[Pointing and labeling entries]
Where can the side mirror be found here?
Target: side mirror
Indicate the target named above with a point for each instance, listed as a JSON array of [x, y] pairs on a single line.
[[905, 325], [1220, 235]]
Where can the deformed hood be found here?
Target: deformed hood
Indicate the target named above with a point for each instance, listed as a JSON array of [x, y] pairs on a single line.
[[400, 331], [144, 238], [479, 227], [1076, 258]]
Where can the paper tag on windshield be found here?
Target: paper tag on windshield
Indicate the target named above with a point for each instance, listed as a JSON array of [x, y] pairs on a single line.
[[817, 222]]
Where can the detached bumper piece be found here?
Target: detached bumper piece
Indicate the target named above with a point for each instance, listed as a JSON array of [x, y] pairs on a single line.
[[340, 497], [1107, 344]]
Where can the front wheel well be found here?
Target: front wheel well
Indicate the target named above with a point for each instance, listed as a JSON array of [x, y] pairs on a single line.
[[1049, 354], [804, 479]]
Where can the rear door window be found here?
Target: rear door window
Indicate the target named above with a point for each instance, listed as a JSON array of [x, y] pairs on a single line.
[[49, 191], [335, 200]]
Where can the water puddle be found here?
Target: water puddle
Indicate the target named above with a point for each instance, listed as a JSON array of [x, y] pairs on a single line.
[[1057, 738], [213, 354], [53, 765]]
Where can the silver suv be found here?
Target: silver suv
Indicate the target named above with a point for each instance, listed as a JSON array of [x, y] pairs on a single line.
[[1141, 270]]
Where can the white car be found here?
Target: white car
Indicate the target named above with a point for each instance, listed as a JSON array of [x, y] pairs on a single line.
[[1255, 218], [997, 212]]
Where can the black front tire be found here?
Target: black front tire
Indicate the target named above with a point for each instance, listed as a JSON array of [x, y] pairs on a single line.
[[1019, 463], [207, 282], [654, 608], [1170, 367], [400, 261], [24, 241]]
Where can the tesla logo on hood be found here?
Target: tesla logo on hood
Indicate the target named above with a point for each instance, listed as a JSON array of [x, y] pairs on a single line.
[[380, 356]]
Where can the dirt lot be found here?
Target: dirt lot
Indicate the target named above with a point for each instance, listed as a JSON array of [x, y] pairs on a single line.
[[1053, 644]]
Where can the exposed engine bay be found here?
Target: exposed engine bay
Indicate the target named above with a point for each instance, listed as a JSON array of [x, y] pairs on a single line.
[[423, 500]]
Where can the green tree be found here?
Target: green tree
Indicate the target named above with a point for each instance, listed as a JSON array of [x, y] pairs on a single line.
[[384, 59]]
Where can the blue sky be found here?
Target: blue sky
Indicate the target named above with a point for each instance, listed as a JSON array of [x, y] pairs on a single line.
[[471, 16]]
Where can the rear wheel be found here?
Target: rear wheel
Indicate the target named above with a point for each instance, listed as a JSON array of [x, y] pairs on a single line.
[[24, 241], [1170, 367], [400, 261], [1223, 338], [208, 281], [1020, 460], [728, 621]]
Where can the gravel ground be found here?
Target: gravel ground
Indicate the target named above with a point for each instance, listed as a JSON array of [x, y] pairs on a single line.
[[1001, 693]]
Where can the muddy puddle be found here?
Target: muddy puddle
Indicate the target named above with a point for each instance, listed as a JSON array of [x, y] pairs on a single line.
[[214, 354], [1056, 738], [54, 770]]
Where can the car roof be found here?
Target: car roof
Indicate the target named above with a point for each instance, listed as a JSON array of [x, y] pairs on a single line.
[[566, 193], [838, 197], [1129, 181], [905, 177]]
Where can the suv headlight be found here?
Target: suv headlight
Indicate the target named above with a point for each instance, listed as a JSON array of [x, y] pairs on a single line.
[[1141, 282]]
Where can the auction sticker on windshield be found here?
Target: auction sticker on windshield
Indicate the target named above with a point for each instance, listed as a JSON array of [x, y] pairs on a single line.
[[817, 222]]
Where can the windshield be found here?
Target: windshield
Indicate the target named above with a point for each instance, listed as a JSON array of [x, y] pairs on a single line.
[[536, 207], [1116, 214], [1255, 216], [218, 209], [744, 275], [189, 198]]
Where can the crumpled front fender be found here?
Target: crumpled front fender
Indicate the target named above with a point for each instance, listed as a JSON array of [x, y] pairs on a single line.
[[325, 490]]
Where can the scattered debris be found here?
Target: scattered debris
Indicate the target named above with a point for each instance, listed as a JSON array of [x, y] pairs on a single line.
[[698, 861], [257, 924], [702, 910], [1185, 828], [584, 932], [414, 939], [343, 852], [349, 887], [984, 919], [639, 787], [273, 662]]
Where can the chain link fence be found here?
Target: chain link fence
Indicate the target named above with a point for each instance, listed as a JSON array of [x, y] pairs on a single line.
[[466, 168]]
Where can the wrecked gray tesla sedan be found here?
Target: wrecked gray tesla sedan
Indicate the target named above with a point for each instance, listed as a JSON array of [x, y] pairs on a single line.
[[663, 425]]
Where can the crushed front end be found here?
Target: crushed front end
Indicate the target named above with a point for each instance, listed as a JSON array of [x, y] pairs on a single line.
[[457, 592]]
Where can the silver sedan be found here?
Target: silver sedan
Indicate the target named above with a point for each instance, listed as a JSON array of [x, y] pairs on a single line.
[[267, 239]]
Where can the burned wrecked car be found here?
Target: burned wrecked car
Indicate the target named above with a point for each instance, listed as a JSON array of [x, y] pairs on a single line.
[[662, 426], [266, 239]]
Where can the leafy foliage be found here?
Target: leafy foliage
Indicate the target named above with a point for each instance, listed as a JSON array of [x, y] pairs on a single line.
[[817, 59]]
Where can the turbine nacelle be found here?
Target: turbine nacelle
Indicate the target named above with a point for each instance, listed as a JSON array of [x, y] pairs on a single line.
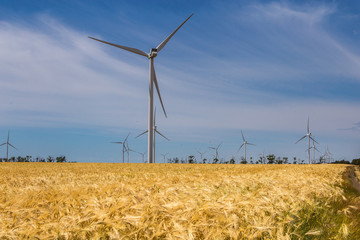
[[153, 53]]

OBJECTIVE – Please copy exactly the lines from the one containing "Where can the windshield be found here?" through the last line of the records above, both included, and leave out any pictures.

FULL OUTPUT –
Where can the windshield be found here?
Target: windshield
Indicate the target named above with a point for each instance, listed as a JSON array of [x, y] pairs on a single line.
[[536, 207], [1116, 214], [1255, 216], [218, 209], [744, 275], [189, 198]]
Where can the crumpled front fender be found here?
Target: crumpled front fender
Indicate the target named above with a point for each instance, listed as a JSON array of [x, y] pairs on a single line.
[[325, 490]]
Where can the scattered debris be found here?
Target: scattered debris
Indicate the target named above with a point for each instance, listed as a JSON array of [x, y] pairs on a single line.
[[698, 861], [257, 924], [702, 910], [1185, 828], [584, 932], [414, 939], [343, 852], [349, 887], [984, 919], [639, 787], [273, 662]]
Where can the chain link fence be found here?
Target: chain link fence
Indicate the target named above with a point for each instance, listed as a JSON array of [x, y] pairs on a single line.
[[466, 168]]
Where can the wrecked gray tesla sedan be found here?
Target: wrecked gray tesla sedan
Indicate the target named above with a point for each instance, listed as a JSON array of [x, y] pairs on a single line.
[[663, 425]]
Where can the crushed front end be found here?
Target: crushed front end
Indicate the target named above with a point for each instance, listed as a JSON array of [x, y] pairs on a single line.
[[457, 592]]
Where can the silver sedan be found here?
Target: silver sedan
Indicate the target named above with a point for each instance, listed as a JSON array of [x, y] pairs on a single line.
[[267, 239]]
Where can the burned wrecked car be found here?
Target: burned wrecked car
Indicate the target named above with a point for each instance, listed as a JSON array of [x, y] pairs on a single line.
[[662, 426], [266, 239]]
Where can the leafy foliage be found here?
Target: leafy foliage
Indicate the target named above with a point for each instance, listed as a JSON array of [x, y] pairs on a single line.
[[817, 59]]
Where can the turbine nacelle be found here?
Target: turbine nacelle
Indicate the target named above with a point for each instance, listed as a JSON array of [x, y] pairs on a single line.
[[153, 53]]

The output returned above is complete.